[Objetivos]:
1. Reescreva a parte do texto sobre a divisão do Pará que vai de "A divisão territorial brasileira" até "econômicos e políticos.", trocando "plebiscito" por "referendo".
2. Dê sequência à entrevista sobre a divisão territorial do Pará, escrevendo o que vem depois da última fala.

[Trecho do texto]:
—————

A divisão territorial brasileira voltou a ser um assunto de destaque na mídia após a aprovação de um plebiscito que pode dividir o atual Estado do Pará em três partes: Pará (com território reduzido), Carajás e Tapajós.
Partindo dessa possível divisão, José Donizete Cazzolato propõe uma discussão em Novos Estados e a divisão territorial do Brasil: uma visão geográfica e analisa a atual divisão territorial brasileira e possíveis mudanças, focando os aspectos geográficos, econômicos e políticos.
Comunitexto (CT): De onde surgiu a ideia de editar um livro sobre divisões de Estados?
José Donizete Cazzolato (JDC): Eu venho me dedicando às questões territoriais faz algum tempo. Na dissertação de mestrado, em 2005, foquei a escala local, apostando na ideia dos bairros como instância territorial oficial. Dois anos depois, apresentei um texto sobre a divisão macrorregional do País, propondo uma discussão nacional para atualizar o atual arranjo, que, além de ter sido instituído em 1969, descaracterizou-se com a criação de Tocantins, em 1988, e sua inserção na Região Norte.
CT: O Pará pode ser dividido em três partes. Você acha que essa divisão pode ser benéfica para as áreas mais afastadas da atual capital, Belém?
JDC: Sim, pode ser benéfica para as três partes resultantes. O que “pega”, no caso do Pará, além da grande extensão do Estado, é sua organização espacial, que define três nódulos regionais em posições bastante destacadas: Belém, no extremo nordeste; Santarém, a oeste; e Marabá, a sudeste. A porção central do Estado, onde idealmente se localizam as capitais, é uma interface regional. Com a divisão, oficializa-se o que a geografia demonstra.

—————

[Material extraído]:
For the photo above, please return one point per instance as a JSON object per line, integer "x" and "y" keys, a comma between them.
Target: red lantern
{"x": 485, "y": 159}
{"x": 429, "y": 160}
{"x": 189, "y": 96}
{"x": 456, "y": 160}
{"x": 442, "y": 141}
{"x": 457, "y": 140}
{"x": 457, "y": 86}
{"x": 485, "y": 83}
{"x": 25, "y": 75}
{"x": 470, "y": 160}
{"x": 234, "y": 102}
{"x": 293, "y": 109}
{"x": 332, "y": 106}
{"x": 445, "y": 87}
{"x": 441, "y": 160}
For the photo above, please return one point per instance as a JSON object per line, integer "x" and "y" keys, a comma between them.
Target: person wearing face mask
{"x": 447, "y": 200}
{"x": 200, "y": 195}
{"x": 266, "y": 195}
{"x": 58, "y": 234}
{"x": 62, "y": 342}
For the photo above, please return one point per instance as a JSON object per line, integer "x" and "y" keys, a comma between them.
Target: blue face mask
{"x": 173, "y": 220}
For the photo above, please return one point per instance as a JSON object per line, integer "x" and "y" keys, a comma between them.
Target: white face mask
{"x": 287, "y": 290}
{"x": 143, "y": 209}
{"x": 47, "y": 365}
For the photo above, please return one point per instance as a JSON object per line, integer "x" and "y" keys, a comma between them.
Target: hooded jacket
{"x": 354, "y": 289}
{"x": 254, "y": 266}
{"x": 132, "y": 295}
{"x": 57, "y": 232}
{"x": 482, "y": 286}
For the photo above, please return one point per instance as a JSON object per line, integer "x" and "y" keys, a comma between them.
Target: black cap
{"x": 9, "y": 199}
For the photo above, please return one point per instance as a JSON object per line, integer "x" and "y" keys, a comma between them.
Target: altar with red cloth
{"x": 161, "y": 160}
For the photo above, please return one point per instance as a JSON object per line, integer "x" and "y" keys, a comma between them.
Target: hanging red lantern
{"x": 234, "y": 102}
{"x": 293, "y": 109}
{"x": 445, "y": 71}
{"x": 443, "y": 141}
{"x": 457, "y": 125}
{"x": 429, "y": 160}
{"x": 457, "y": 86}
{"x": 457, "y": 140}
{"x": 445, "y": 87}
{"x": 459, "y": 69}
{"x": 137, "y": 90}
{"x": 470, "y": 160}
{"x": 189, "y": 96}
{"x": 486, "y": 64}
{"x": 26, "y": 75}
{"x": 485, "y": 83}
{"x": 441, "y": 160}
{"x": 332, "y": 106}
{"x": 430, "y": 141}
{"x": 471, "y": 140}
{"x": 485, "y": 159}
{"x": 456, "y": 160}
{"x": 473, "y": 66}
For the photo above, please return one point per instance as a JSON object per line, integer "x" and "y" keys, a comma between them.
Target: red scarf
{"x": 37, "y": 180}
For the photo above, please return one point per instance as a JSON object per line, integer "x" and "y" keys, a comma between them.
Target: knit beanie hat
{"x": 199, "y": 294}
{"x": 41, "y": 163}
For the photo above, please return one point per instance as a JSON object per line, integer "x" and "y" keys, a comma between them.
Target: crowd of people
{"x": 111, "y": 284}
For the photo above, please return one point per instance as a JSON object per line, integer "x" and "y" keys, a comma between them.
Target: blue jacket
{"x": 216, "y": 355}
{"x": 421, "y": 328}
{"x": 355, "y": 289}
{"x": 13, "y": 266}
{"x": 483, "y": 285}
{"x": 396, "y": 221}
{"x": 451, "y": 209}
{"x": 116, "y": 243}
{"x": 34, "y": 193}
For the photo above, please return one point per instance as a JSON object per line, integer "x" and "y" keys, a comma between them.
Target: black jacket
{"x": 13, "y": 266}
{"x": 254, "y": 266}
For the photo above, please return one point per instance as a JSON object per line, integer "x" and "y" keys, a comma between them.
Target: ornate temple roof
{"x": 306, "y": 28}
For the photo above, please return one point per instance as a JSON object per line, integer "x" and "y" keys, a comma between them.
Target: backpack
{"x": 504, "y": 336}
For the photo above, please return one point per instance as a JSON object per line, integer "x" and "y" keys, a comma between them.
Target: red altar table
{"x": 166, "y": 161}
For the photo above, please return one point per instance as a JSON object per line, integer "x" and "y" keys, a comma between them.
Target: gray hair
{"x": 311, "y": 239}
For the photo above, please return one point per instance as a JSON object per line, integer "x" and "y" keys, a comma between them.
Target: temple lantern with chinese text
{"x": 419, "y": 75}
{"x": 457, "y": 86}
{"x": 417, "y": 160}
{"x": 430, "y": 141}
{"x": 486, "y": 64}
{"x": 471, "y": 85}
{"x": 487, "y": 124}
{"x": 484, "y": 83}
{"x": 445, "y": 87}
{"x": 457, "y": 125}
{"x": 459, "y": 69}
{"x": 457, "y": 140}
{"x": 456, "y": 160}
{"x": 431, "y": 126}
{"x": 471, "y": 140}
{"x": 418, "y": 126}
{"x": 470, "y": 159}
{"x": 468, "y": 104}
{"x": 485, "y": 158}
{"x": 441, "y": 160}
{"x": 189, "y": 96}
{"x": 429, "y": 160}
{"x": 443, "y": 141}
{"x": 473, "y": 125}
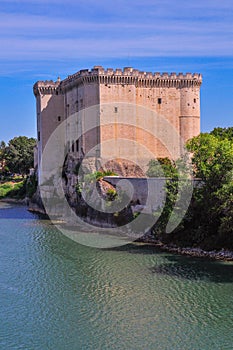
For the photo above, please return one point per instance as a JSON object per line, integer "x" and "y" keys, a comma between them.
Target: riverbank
{"x": 23, "y": 201}
{"x": 223, "y": 254}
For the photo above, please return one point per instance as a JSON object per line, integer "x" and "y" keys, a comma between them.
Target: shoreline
{"x": 14, "y": 201}
{"x": 218, "y": 255}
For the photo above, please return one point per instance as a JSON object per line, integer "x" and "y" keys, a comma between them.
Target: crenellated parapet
{"x": 126, "y": 76}
{"x": 130, "y": 76}
{"x": 47, "y": 87}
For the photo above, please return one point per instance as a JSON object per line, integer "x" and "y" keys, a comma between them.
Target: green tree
{"x": 223, "y": 133}
{"x": 212, "y": 158}
{"x": 20, "y": 154}
{"x": 161, "y": 167}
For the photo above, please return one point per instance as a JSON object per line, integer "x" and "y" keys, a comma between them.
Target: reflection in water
{"x": 57, "y": 294}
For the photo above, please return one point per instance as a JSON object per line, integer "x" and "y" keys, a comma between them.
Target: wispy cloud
{"x": 152, "y": 28}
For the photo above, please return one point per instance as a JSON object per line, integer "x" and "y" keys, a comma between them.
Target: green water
{"x": 57, "y": 294}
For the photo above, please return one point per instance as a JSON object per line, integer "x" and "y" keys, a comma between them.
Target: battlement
{"x": 46, "y": 87}
{"x": 129, "y": 75}
{"x": 125, "y": 76}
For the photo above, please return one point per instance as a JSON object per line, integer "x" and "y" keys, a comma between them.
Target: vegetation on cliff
{"x": 16, "y": 159}
{"x": 209, "y": 220}
{"x": 18, "y": 156}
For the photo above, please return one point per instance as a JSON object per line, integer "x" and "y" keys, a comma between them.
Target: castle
{"x": 114, "y": 95}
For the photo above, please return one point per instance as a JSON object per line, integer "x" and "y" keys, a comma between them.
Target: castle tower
{"x": 172, "y": 97}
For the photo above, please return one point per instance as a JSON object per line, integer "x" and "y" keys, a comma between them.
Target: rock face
{"x": 124, "y": 168}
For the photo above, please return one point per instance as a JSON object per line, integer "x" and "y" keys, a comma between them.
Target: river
{"x": 57, "y": 294}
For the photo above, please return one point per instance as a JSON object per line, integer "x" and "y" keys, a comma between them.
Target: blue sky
{"x": 41, "y": 39}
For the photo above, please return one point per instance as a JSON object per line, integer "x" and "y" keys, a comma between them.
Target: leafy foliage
{"x": 19, "y": 154}
{"x": 212, "y": 209}
{"x": 161, "y": 167}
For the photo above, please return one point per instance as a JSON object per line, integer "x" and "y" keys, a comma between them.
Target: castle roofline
{"x": 127, "y": 75}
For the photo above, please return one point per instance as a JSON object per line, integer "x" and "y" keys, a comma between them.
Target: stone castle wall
{"x": 120, "y": 94}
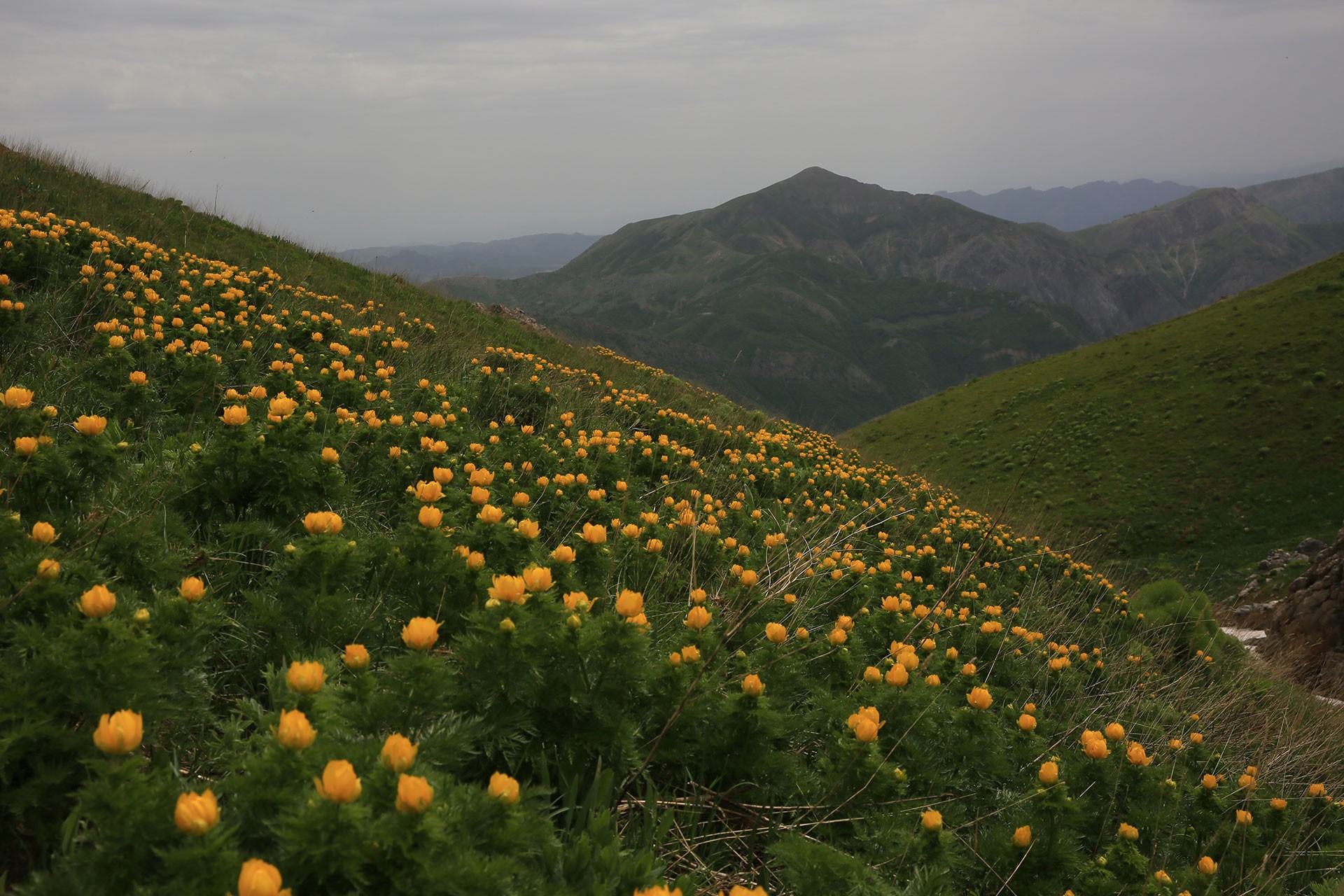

—————

[Respostas escritas]:
1.
A divisão territorial brasileira voltou a ser um assunto de destaque na mídia após a aprovação de um referendo que pode dividir o atual Estado do Pará em três partes: Pará (com território reduzido), Carajás e Tapajós.
Partindo dessa possível divisão, José Donizete Cazzolato propõe uma discussão em Novos Estados e a divisão territorial do Brasil: uma visão geográfica e analisa a atual divisão territorial brasileira e possíveis mudanças, focando os aspectos geográficos, econômicos e políticos.

2.
CT: Em um passado recente houve duas divisões de estados brasileiros: Mato Grosso, em 1977, foi dividido em dois com a criação do Mato Grosso do Sul; Goiás, em 1989, transformou-se em dois com a criação do Estado do Tocantins. Essas divisões foram benéficas para todos os envolvidos? Houve alguma consulta popular, como irá ocorrer no caso paraense?
JDC: Não tenho elementos para afirmar que a divisão de Mato Grosso e de Goiás foram benéficas, mas as evidências apontam que sim. Conheço razoavelmente Campo Grande, e, pelo que se observa ali, seria impensável o território sulmatogrossense tributário da distante Cuiabá. Em nenhum dos dois casos houve consulta popular.
Esta é, por sinal, uma das questões abordadas no livro. De um modo geral, essas implementações são vistas como despesas, enquanto muitas pessoas preferem considerá-las como investimento. Há que se ponderar cada caso, e por isso insisto na questão dos parâmetros técnicos. Se adotarmos um padrão territorial, aos moldes do proposto, essa questão estará embutida.
CT: Há outros projetos de divisão de Estados brasileiros em trâmite na Câmara dos Deputados ou no Senado? Quais são?
JDC: No levantamento feito, seriam 30, inclusive Carajás e Tapajós. Mas é difícil saber exatamente, porque muitos são apresentados em duplicata, outros se superpõem territorialmente, e mesmo rejeitados, quase todos são reapresentados na legislatura seguinte. Carajás e Tapajós, que vão a plebiscito este ano, eram proposições arquivadas em 2008, como se vê na pesquisa de Rogério Boueri (IPEA).
CT: Estados com grandes extensões territoriais ou mesmo com grande população são mais passíveis de divisão. Há, por parte do senhor, alguma sugestão de divisão do Estado de São Paulo, por exemplo? Como ela se daria?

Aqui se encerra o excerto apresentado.